=== STATED GOAL ===
Can you find each line in the records below that contains the word "this" and copy those lines out in full?

=== RECORDS TO USE ===

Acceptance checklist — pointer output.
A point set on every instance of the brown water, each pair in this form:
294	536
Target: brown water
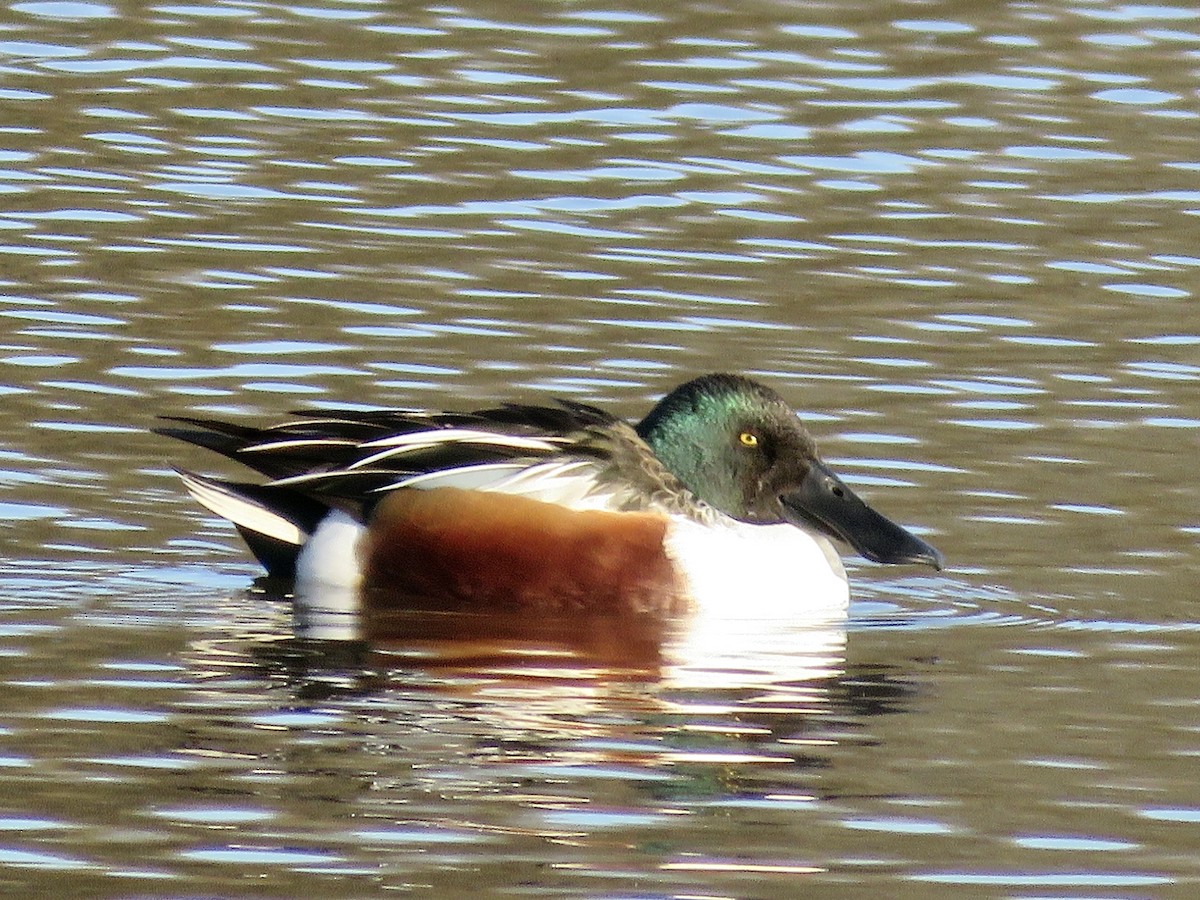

* * *

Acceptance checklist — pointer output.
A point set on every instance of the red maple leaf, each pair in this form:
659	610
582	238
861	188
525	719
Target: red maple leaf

=== RESPONSE ===
A point set on every instance of the brown water, each pair in this form:
A point set on every instance of the red maple leaf, each pair in this form:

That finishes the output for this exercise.